Exercise goal =>
Return every line of the material exactly.

Materials provided =>
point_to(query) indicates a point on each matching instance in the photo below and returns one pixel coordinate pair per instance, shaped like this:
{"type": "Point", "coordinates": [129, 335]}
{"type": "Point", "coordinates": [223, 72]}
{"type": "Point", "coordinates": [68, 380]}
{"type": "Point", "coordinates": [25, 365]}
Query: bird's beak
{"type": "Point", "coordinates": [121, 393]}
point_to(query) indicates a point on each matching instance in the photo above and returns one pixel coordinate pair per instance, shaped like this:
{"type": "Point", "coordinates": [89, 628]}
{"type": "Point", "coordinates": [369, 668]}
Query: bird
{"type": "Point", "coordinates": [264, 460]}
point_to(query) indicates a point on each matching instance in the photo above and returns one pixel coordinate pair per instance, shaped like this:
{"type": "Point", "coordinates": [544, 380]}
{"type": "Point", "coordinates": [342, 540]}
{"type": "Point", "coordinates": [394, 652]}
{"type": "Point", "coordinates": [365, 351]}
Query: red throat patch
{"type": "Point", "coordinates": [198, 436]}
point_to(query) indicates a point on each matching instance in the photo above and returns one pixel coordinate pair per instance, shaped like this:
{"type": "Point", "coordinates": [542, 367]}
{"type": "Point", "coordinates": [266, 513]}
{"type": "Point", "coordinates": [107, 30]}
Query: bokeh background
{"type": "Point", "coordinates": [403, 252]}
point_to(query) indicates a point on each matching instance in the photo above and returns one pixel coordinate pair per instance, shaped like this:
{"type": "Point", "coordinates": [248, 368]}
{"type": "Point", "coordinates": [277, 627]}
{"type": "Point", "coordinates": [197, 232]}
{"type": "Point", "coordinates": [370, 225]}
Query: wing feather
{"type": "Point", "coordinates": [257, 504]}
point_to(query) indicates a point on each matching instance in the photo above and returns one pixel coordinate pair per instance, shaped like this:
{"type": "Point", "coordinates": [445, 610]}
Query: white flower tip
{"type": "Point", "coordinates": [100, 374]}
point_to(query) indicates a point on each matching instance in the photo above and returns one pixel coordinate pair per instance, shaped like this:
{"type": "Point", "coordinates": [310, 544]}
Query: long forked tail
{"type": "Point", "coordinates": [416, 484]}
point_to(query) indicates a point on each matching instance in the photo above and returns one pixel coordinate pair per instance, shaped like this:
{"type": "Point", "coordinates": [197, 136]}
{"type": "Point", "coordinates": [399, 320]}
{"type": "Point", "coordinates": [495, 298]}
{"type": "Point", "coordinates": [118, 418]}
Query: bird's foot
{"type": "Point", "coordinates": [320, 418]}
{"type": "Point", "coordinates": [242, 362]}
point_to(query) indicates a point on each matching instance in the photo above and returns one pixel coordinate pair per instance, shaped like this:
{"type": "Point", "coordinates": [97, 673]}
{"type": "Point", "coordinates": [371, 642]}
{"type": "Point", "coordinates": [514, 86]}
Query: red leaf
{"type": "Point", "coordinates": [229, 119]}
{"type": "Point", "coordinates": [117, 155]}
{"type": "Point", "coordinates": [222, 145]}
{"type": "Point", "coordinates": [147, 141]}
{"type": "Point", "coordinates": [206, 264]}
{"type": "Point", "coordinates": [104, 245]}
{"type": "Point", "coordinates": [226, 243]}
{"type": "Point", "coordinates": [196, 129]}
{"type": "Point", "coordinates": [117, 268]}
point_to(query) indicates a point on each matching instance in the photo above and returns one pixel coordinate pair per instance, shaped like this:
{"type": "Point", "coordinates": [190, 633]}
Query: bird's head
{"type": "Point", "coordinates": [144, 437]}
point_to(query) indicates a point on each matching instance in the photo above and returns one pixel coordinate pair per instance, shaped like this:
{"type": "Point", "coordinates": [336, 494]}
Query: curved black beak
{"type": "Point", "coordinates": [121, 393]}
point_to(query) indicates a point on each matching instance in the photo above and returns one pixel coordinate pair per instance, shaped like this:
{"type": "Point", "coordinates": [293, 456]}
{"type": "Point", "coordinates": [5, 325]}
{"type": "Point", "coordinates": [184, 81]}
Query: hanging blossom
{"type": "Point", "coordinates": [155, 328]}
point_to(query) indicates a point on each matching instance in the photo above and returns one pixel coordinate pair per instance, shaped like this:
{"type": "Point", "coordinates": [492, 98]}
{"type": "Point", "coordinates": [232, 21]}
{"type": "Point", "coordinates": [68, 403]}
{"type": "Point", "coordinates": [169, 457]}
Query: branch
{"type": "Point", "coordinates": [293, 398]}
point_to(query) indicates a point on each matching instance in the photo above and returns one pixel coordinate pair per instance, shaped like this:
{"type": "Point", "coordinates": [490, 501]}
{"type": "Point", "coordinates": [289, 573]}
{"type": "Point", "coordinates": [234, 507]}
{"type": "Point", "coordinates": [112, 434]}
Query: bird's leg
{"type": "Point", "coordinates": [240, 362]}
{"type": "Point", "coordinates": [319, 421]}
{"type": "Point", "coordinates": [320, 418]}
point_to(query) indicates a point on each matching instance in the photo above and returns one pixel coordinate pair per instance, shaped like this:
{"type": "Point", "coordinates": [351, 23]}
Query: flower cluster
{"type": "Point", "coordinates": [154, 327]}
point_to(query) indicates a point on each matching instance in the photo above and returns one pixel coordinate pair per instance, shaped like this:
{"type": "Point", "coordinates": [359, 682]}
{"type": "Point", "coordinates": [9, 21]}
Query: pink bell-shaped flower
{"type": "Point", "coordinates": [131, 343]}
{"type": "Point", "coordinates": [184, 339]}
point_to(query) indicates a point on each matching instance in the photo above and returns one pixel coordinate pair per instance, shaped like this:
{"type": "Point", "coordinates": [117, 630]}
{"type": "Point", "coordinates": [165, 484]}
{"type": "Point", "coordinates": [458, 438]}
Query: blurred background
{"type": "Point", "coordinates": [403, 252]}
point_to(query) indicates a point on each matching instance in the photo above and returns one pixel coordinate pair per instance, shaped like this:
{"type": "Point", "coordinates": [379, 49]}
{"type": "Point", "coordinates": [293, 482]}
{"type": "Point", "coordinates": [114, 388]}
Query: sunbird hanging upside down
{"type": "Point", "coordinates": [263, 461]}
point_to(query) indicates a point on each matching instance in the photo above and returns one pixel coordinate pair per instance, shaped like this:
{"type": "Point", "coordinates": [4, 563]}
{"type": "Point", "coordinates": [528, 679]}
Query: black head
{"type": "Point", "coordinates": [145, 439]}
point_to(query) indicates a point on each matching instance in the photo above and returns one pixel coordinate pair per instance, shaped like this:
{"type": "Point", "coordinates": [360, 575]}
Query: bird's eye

The completed task =>
point_to(query) indicates a point on each matching instance in the photo below and returns one pixel coordinate pair per instance, shaped like this:
{"type": "Point", "coordinates": [129, 335]}
{"type": "Point", "coordinates": [223, 72]}
{"type": "Point", "coordinates": [68, 380]}
{"type": "Point", "coordinates": [25, 365]}
Query: bird's beak
{"type": "Point", "coordinates": [121, 393]}
point_to(query) indicates a point on each matching instance in the photo above and returns one pixel coordinate pair per instance, shaped like this:
{"type": "Point", "coordinates": [89, 628]}
{"type": "Point", "coordinates": [369, 668]}
Query: bird
{"type": "Point", "coordinates": [264, 460]}
point_to(query) indicates a point on each matching instance in the photo above and returns one pixel coordinate pair per instance, shaped like this:
{"type": "Point", "coordinates": [544, 380]}
{"type": "Point", "coordinates": [342, 540]}
{"type": "Point", "coordinates": [394, 652]}
{"type": "Point", "coordinates": [365, 351]}
Query: red throat patch
{"type": "Point", "coordinates": [198, 436]}
point_to(query) indicates a point on each matching instance in the photo above and returns one pixel coordinate pair per instance, shaped like this:
{"type": "Point", "coordinates": [542, 367]}
{"type": "Point", "coordinates": [266, 513]}
{"type": "Point", "coordinates": [107, 30]}
Query: bokeh background
{"type": "Point", "coordinates": [403, 252]}
point_to(query) indicates a point on each matching instance in the photo above and returns one pixel coordinate pair per instance, shaped like this:
{"type": "Point", "coordinates": [248, 368]}
{"type": "Point", "coordinates": [277, 627]}
{"type": "Point", "coordinates": [197, 232]}
{"type": "Point", "coordinates": [370, 225]}
Query: wing feather
{"type": "Point", "coordinates": [257, 504]}
point_to(query) indicates a point on each matching instance in the photo above and returns one pixel coordinate pair per instance, shaped like this:
{"type": "Point", "coordinates": [445, 610]}
Query: white flower tip
{"type": "Point", "coordinates": [100, 374]}
point_to(query) indicates a point on each matching instance in the photo above and returns one pixel coordinate pair per instance, shaped like this:
{"type": "Point", "coordinates": [310, 544]}
Query: long forked tail
{"type": "Point", "coordinates": [416, 484]}
point_to(query) indicates a point on each matching instance in the photo above and returns one pixel coordinate pair per instance, shaped like this:
{"type": "Point", "coordinates": [197, 136]}
{"type": "Point", "coordinates": [399, 320]}
{"type": "Point", "coordinates": [495, 298]}
{"type": "Point", "coordinates": [118, 418]}
Query: bird's foot
{"type": "Point", "coordinates": [320, 418]}
{"type": "Point", "coordinates": [242, 362]}
point_to(query) indicates a point on each matching instance in the photo above and returns one pixel coordinate pair per instance, shaped like this:
{"type": "Point", "coordinates": [97, 673]}
{"type": "Point", "coordinates": [371, 642]}
{"type": "Point", "coordinates": [514, 86]}
Query: red leaf
{"type": "Point", "coordinates": [229, 119]}
{"type": "Point", "coordinates": [117, 155]}
{"type": "Point", "coordinates": [222, 145]}
{"type": "Point", "coordinates": [147, 141]}
{"type": "Point", "coordinates": [206, 264]}
{"type": "Point", "coordinates": [104, 245]}
{"type": "Point", "coordinates": [226, 243]}
{"type": "Point", "coordinates": [196, 129]}
{"type": "Point", "coordinates": [117, 268]}
point_to(query) indicates a point on each matching instance in the photo above and returns one pixel coordinate pair per instance, shaped like this:
{"type": "Point", "coordinates": [190, 633]}
Query: bird's head
{"type": "Point", "coordinates": [144, 437]}
point_to(query) indicates a point on each matching instance in the photo above and returns one pixel coordinate pair per instance, shaped like this:
{"type": "Point", "coordinates": [336, 494]}
Query: curved black beak
{"type": "Point", "coordinates": [121, 393]}
point_to(query) indicates a point on each matching instance in the photo above and returns one pixel coordinate pair per instance, shaped like this:
{"type": "Point", "coordinates": [293, 456]}
{"type": "Point", "coordinates": [5, 325]}
{"type": "Point", "coordinates": [184, 81]}
Query: hanging blossom
{"type": "Point", "coordinates": [155, 328]}
point_to(query) indicates a point on each matching instance in the photo above and returns one pixel coordinate pair per instance, shaped like this:
{"type": "Point", "coordinates": [492, 98]}
{"type": "Point", "coordinates": [232, 21]}
{"type": "Point", "coordinates": [68, 403]}
{"type": "Point", "coordinates": [169, 457]}
Query: branch
{"type": "Point", "coordinates": [293, 398]}
point_to(query) indicates a point on each matching instance in the photo above and returns one pixel coordinate pair per instance, shaped like this:
{"type": "Point", "coordinates": [490, 501]}
{"type": "Point", "coordinates": [289, 573]}
{"type": "Point", "coordinates": [234, 507]}
{"type": "Point", "coordinates": [112, 434]}
Query: bird's leg
{"type": "Point", "coordinates": [240, 362]}
{"type": "Point", "coordinates": [319, 421]}
{"type": "Point", "coordinates": [320, 418]}
point_to(query) indicates a point on each matching instance in the photo above and returns one pixel coordinate pair per instance, shaped like this:
{"type": "Point", "coordinates": [351, 23]}
Query: flower cluster
{"type": "Point", "coordinates": [154, 327]}
point_to(query) indicates a point on each matching instance in the photo above and returns one pixel coordinate pair per instance, shaped like this:
{"type": "Point", "coordinates": [359, 682]}
{"type": "Point", "coordinates": [9, 21]}
Query: pink bell-shaped flower
{"type": "Point", "coordinates": [131, 343]}
{"type": "Point", "coordinates": [184, 339]}
point_to(query) indicates a point on each matching instance in the photo above and returns one pixel coordinate pair per instance, shaped like this:
{"type": "Point", "coordinates": [117, 630]}
{"type": "Point", "coordinates": [165, 484]}
{"type": "Point", "coordinates": [458, 438]}
Query: blurred background
{"type": "Point", "coordinates": [403, 252]}
point_to(query) indicates a point on each matching instance in the photo above and returns one pixel coordinate pair per instance, shaped like this:
{"type": "Point", "coordinates": [379, 49]}
{"type": "Point", "coordinates": [293, 482]}
{"type": "Point", "coordinates": [114, 388]}
Query: sunbird hanging upside down
{"type": "Point", "coordinates": [263, 461]}
point_to(query) indicates a point on each matching instance in the photo above and returns one pixel coordinate pair per instance, shaped like this:
{"type": "Point", "coordinates": [4, 563]}
{"type": "Point", "coordinates": [528, 679]}
Query: black head
{"type": "Point", "coordinates": [145, 439]}
point_to(query) indicates a point on each matching instance in the photo above and returns one pixel coordinate pair per instance, shaped like this:
{"type": "Point", "coordinates": [360, 575]}
Query: bird's eye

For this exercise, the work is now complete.